Studio album by Gary Morris
- Released: August 18, 1986
- Genre: Country
- Length: 35:41
- Label: Warner Bros.
- Producer: Gary Morris

Gary Morris chronology
| Anything Goes (1985) | Plain Brown Wrapper (1986) | What If We Fall in Love? (1987) |

= Plain Brown Wrapper (album) =

Plain Brown Wrapper is the fifth studio album by American country music artist Gary Morris. It was released on August 18, 1986, via Warner Bros. The album includes the singles "Honeycomb', "Leave Me Lonely" and "Plain Brown Wrapper", the album's title track.

==Track listing==

| No. | Title | Writer(s) | Length |
|---|---|---|---|
| 1. | "Better Than the New" | Dave Loggins | 4:30 |
| 2. | "Honeycomb" | Bob Merrill | 4:26 |
| 3. | "Today I Started Loving You Again" | Merle Haggard, Bonnie Owens | 3:12 |
| 4. | "Leave Me Lonely" | Gary Morris | 3:48 |
| 5. | "Lovesick Blues" | Cliff Friend, Irving Mills | 2:50 |
| 6. | "I'm So Lonesome I Could Cry" | Hank Williams | 3:32 |
| 7. | "Eleventh Hour" | Morris, Kevin Welch | 4:17 |
| 8. | "Moonshine" | Morris, Welch | 2:04 |
| 9. | "Ain't Got Nothin' But the Blues" | Duke Ellington, Don George | 3:06 |
| 10. | "Plain Brown Wrapper" | Morris, Welch | 3:56 |

==Personnel==
Adapted from liner notes.
****************
In the Plain Brown Wrapper album entry, who is credited with writing "Lovesick Blues"? The material that comes next plays no part in this.
****************
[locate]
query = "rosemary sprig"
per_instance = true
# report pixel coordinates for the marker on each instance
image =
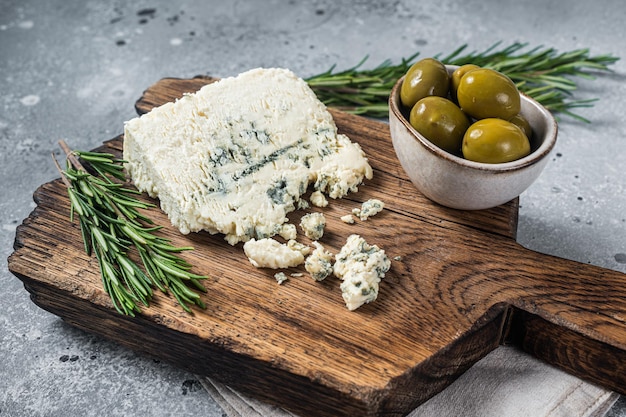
(542, 73)
(111, 223)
****************
# Complete answer
Cliff Friend and Irving Mills.